Document ::
──────────

Parmi les idées absurdes sur ce qu’était le Talmud, admises au Moyen Âge, l’une d’elles était qu’il était un homme ! Le prêtre ou le paysan du Moyen Âge était peut-être plus sage qu’il ne le pensait. On pourrait presque dire que le Talmud était un Homme, car il est le récit des faits et gestes, des croyances, des coutumes, des espoirs, des souffrances, de la patience, de l’humour, de la mentalité et de la moralité du peuple juif pendant un demi-millénaire.
Qu’est-ce que le Talmud ? Il y a plusieurs réponses. Il s’agit apparemment du corpus juris des Juifs depuis le premier siècle avant l’ère chrétienne jusqu’au quatrième siècle après celle-ci. Mais nous verrons plus loin que le Talmud était bien plus que cela. Le mot même de « Loi » en hébreu – « Torah » – signifie plus que sa traduction ne le suggère. Le Juif interprétait toute sa religion en termes de loi. C’est d’ailleurs le nom qu’il a donné aux cinq premiers livres de la Bible – le Pentateuque. Pour expliquer ce qu’est le Talmud, il faut d’abord expliquer la théorie de son développement, plus remarquable peut-être que l’ouvrage lui-même. Quelle était cette théorie ? La Loi divine fut révélée à Moïse, non seulement par les commandements trouvés dans la Bible, mais aussi par toutes les règles et réglementations ultérieures de l’époque post-exilique. Ces lois supplémentaires étaient présumées avoir été transmises oralement de Moïse à Josué, puis aux prophètes, et plus tard encore aux scribes, puis aux rabbins. La raison pour laquelle les rabbins attribuèrent à Moïse les lois qu’ils élaborèrent plus tard était due à leur profond respect pour les Écritures et à leur modeste sentiment [p. x] de leur propre autorité et de leur qualification. « Si les hommes d’autrefois étaient des géants, alors nous sommes des pygmées », disaient-ils. Ils sentaient et croyaient que tout devoir de guider l’humanité se trouvait dans la Bible, directement ou par déduction. Leur devise était alors : « Scrutez les Écritures », et ils les examinèrent avec une littéralité et une minutie qui ne se sont jamais reproduites depuis. Pas un mot, pas une lettre ne leur échappa. Chaque redondance d’expression était chargée de sens, chaque répétition visait à donner naissance à une vérité nouvelle. Certaines déductions étaient logiques et naturelles, d’autres artificielles et tirées par les cheveux, mais toutes ingénieuses. La méthode était tantôt inductive, tantôt déductive. C’est-à-dire qu’occasionnellement une loi nécessaire était promulguée par le Sanhédrin juif, et son autorité était alors recherchée dans l’Écriture, ou l’Écriture était recherchée en premier lieu pour révéler une nouvelle loi.

──────────

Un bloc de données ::
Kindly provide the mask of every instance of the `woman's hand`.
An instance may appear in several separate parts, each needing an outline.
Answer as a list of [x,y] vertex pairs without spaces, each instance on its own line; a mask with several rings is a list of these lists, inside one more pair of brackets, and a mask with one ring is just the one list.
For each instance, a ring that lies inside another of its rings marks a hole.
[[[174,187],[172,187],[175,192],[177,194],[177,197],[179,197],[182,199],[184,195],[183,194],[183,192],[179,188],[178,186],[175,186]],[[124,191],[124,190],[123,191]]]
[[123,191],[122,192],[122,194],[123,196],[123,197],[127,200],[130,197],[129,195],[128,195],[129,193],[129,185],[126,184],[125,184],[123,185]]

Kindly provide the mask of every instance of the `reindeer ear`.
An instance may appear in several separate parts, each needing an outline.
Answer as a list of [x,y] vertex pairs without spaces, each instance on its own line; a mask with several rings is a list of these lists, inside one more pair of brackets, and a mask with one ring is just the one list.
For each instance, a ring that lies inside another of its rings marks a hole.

──────────

Consigne écrite 1 ::
Reprenez l'ensemble des enregistrements en substituant « Please give » à « Kindly provide », sans rien modifier d'autre.
Consigne écrite 2 ::
Poursuivez le texte consacré au Talmud au-delà de sa dernière phrase.
Le texte et les enregistrements constituent deux ensembles distincts.

Résultat attendu 1 ::
Please give the mask of every instance of the `woman's hand`.
An instance may appear in several separate parts, each needing an outline.
Answer as a list of [x,y] vertex pairs without spaces, each instance on its own line; a mask with several rings is a list of these lists, inside one more pair of brackets, and a mask with one ring is just the one list.
For each instance, a ring that lies inside another of its rings marks a hole.
[[[174,187],[172,187],[175,192],[177,194],[177,197],[179,197],[182,199],[184,195],[183,194],[183,192],[179,188],[178,186],[175,186]],[[124,191],[124,190],[123,191]]]
[[123,191],[122,192],[122,194],[123,196],[123,197],[127,200],[130,197],[129,195],[128,195],[129,193],[129,185],[126,184],[125,184],[123,185]]

Please give the mask of every instance of the `reindeer ear`.
An instance may appear in several separate parts, each needing an outline.
Answer as a list of [x,y] vertex pairs without spaces, each instance on its own line; a mask with several rings is a list of these lists, inside one more pair of brackets, and a mask with one ring is just the one list.
For each instance, a ring that lies inside another of its rings marks a hole.

Résultat attendu 2 ::
Ainsi, tandis que le code juif, religieux et civil, continuait de se développer à l’époque de la Restauration du Second Temple, pour répondre aux conditions plus complexes des temps ultérieurs, la théorie persistait selon laquelle tout provenait des Écritures originales et avait toujours été transmis, par écrit ou oralement, par Moïse depuis le mont Sinaï. Ce n’est cependant qu’en 219 après l’ère chrétienne qu’un résumé compilé de la loi dite orale fut rédigé – peut-être à partir de résumés antérieurs – par le rabbin Jehudah Hanassi (le Prince), et cet ouvrage ajouté fut appelé la Mishna ou Seconde Loi. Notez la date. Nous avons dépassé la période de la chute de la nationalité judéenne. Et ce sont ces mêmes académies, où la tradition juive – la Loi juive – était étudiée, qui ont maintenu le peuple juif en tant que communauté religieuse après qu’il eut cessé d’être une nation. Cette Mishna, divisée en six sedarim ou chapitres, et subdivisée en trente-six traités, devint alors dans les académies de Palestine, et plus tard en Babylonie, le texte d’une élaboration juridique ultérieure, la théorie de la déduction de l’Écriture étant toujours maintenue.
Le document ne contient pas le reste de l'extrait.